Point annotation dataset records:

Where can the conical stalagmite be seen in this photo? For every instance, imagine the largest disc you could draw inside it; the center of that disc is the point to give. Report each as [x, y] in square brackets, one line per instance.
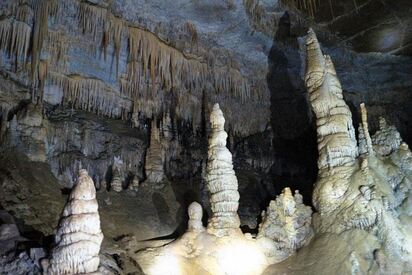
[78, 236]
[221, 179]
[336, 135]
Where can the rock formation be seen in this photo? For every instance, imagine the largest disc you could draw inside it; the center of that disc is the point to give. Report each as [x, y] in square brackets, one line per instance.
---
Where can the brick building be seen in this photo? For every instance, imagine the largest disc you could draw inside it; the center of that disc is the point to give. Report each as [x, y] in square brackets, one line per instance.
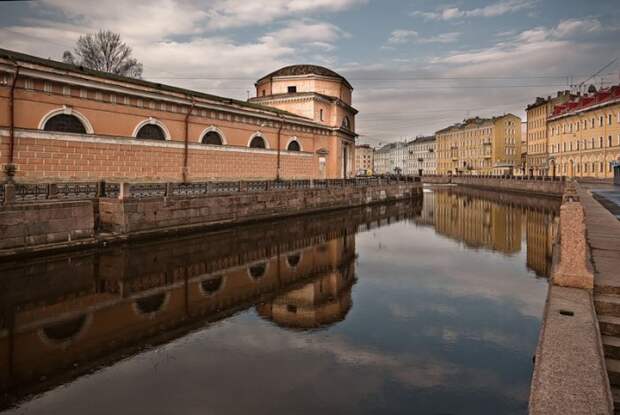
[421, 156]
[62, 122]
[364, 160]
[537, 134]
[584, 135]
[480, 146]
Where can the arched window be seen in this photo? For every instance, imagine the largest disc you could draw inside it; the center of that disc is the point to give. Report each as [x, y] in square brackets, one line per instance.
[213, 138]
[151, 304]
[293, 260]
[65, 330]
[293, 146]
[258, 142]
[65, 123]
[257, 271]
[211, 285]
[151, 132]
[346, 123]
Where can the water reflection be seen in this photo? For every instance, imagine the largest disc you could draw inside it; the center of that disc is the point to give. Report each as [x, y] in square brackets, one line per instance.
---
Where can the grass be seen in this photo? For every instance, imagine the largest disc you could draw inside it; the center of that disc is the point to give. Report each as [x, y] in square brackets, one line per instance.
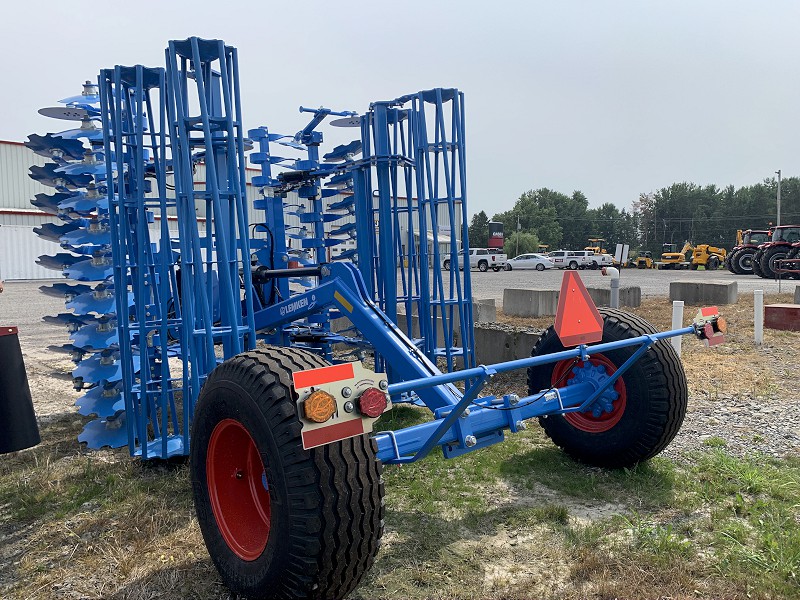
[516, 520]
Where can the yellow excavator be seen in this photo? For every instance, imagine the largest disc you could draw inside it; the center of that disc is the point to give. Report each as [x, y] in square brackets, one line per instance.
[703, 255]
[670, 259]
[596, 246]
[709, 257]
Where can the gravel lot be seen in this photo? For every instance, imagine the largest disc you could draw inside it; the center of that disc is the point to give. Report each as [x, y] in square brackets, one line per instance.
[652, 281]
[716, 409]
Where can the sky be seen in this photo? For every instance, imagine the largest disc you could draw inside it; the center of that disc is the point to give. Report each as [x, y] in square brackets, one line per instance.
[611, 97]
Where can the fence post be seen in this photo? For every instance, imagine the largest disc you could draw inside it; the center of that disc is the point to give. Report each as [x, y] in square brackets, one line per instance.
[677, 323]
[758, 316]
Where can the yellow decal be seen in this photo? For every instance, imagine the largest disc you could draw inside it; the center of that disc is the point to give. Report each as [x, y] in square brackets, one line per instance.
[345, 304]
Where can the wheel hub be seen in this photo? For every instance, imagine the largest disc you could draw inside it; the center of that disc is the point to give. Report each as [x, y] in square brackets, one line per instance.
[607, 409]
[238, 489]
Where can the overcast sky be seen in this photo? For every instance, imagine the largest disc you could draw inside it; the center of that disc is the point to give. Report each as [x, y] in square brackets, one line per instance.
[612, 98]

_The problem_.
Copy the items above verbatim, covering the stretch from the line containing "Where can the conical" through the line containing "Where can the rock", and leave out the pictures.

_Task result_.
Where can the conical stalagmite be seen in this photo? For every instance, imagine the largest disc you could draw inside it; the center of that disc is the point to give. Report each as [x, y] in square brackets, one line per instance.
[78, 236]
[221, 179]
[336, 135]
Where can the rock formation be seen in this photo? For every instance, imagine the largest disc you could draw inside it; the center of that disc is the point to give. Report each as [x, y] in square brackets, one line per instance.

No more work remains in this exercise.